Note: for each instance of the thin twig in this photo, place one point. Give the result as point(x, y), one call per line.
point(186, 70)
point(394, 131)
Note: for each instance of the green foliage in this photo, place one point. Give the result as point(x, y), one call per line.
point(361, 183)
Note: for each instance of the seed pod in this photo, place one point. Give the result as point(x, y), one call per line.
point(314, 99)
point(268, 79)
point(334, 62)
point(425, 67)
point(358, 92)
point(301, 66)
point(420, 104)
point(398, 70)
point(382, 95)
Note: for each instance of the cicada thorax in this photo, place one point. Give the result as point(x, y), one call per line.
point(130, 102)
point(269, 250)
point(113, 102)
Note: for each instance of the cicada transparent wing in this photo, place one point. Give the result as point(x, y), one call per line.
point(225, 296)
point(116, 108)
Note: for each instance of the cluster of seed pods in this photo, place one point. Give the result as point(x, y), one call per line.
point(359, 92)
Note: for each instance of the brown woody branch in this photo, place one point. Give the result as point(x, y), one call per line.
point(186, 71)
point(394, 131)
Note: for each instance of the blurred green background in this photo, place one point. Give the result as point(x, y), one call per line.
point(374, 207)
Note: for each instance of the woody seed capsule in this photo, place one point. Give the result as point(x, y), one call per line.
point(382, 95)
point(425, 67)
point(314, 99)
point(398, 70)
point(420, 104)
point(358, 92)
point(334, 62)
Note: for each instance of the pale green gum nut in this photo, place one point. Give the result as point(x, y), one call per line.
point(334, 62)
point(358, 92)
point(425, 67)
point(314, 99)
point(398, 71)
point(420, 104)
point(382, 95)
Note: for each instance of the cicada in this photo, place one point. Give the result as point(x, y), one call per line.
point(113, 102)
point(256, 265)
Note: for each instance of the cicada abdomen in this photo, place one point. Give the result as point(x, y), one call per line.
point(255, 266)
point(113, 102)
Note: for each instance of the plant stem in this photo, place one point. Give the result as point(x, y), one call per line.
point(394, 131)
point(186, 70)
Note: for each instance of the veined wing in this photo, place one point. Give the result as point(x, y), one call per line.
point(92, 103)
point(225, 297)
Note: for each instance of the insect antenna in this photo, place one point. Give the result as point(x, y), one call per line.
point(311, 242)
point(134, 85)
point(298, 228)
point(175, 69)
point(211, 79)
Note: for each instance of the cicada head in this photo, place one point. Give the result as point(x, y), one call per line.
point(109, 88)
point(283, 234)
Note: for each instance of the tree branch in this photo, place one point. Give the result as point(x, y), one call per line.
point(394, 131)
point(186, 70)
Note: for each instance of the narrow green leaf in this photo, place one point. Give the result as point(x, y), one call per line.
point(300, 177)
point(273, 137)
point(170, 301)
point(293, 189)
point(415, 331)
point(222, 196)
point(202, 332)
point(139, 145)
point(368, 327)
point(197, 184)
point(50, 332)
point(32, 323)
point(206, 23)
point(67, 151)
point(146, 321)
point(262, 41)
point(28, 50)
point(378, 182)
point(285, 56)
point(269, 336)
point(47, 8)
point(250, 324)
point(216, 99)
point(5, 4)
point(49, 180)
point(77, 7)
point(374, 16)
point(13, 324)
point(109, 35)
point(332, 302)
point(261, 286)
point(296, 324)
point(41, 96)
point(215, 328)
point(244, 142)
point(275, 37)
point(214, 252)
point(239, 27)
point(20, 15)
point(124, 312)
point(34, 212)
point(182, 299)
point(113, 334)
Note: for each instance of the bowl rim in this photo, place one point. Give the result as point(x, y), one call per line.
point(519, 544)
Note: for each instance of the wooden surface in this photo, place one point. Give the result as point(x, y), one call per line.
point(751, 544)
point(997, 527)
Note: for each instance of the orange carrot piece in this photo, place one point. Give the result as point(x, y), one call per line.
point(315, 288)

_WORK TO COMPLETE_
Return all of the rows above word for word, keeping their original order and line breaks.

_FULL RESPONSE_
Note: for each instance of the thin twig in this photo, place one point. Give the result as point(x, y), one call per line.
point(186, 70)
point(394, 131)
Note: for each instance of the green foliage in this photo, place one point. Give the result as point(x, y), one call per line.
point(361, 183)
Note: for each instance of the seed pod in this photo, place one point. Give the result as point(x, y), one call per line.
point(314, 99)
point(268, 79)
point(334, 62)
point(425, 67)
point(358, 92)
point(301, 66)
point(420, 104)
point(398, 70)
point(382, 95)
Note: for each instance of the cicada thorax in this photo, place one point. Give the result as point(x, y), one call per line.
point(130, 102)
point(269, 250)
point(113, 102)
Note: for each instance of the cicada transparent wing in this photo, place one point. Give the result as point(x, y), one call per line.
point(225, 296)
point(116, 108)
Note: for each instance of the cluster of seed pods in this photo, place one point. Give the result as point(x, y), one call per line.
point(359, 92)
Note: for each instance of the brown woody branch in this photo, place one point. Give the result as point(x, y), one call per line.
point(186, 71)
point(394, 131)
Note: for each instance of the blurred green background in this photo, place one point. Give the result as point(x, y), one call per line.
point(374, 207)
Note: for each instance of the woody seed capsule in this photo, place one point. Give the result as point(x, y), one call per line.
point(382, 95)
point(425, 67)
point(314, 99)
point(398, 70)
point(420, 104)
point(358, 92)
point(334, 62)
Note: for each instance of the pale green gum nut in this photo, place one point. Give the result as point(x, y), one call per line.
point(334, 62)
point(358, 92)
point(425, 67)
point(314, 99)
point(398, 71)
point(420, 104)
point(382, 95)
Note: for each instance of the cicada in this photo, place one point. Give the result as point(x, y), one call per line.
point(113, 102)
point(256, 265)
Note: for each instance of the cicada abdomen in this photo, place one point. Give the result as point(x, y), one call per line.
point(255, 266)
point(113, 102)
Note: for each instance of the plant stem in this photo, place one point. Give the result as point(x, y), one call per line.
point(394, 131)
point(186, 70)
Note: for each instance of the veined wing in this photo, place one point. Give the result as point(x, y), one call per line.
point(92, 103)
point(225, 297)
Note: for each instance of the insect antenna in this photo, place one point. Give the result as point(x, y), one call per line.
point(311, 242)
point(134, 85)
point(298, 228)
point(175, 69)
point(211, 79)
Note: for each instance of the cicada head in this photo, place one point. Give the result as point(x, y), one call per line.
point(109, 88)
point(283, 234)
Note: for each instance of the tree branch in this photo, place one point. Give the result as point(x, y), one call per line.
point(394, 131)
point(186, 70)
Note: for each instance of the narrow green leaf in this photo, place one point. Give the result as point(x, y), one call per line.
point(300, 177)
point(273, 137)
point(170, 301)
point(293, 189)
point(415, 331)
point(222, 196)
point(202, 332)
point(139, 145)
point(368, 327)
point(197, 184)
point(50, 332)
point(32, 323)
point(206, 23)
point(67, 151)
point(146, 321)
point(262, 41)
point(28, 50)
point(378, 182)
point(285, 56)
point(269, 336)
point(47, 8)
point(250, 324)
point(216, 99)
point(5, 4)
point(49, 180)
point(77, 7)
point(374, 16)
point(13, 324)
point(109, 35)
point(332, 302)
point(261, 286)
point(296, 324)
point(41, 96)
point(215, 328)
point(244, 142)
point(275, 37)
point(214, 252)
point(239, 27)
point(20, 15)
point(124, 312)
point(34, 212)
point(182, 299)
point(113, 334)
Note: for each instance of the bowl rim in this photo, place one point. Give the result as point(x, y), one call per line.
point(519, 544)
Note: for each instance of the wooden surface in this photo, place one point. Give the result as point(x, y), one call per line.
point(751, 544)
point(997, 527)
Note: for each instance of the orange carrot piece in this photo, place one point. Give the result as point(x, y), one call per line.
point(315, 288)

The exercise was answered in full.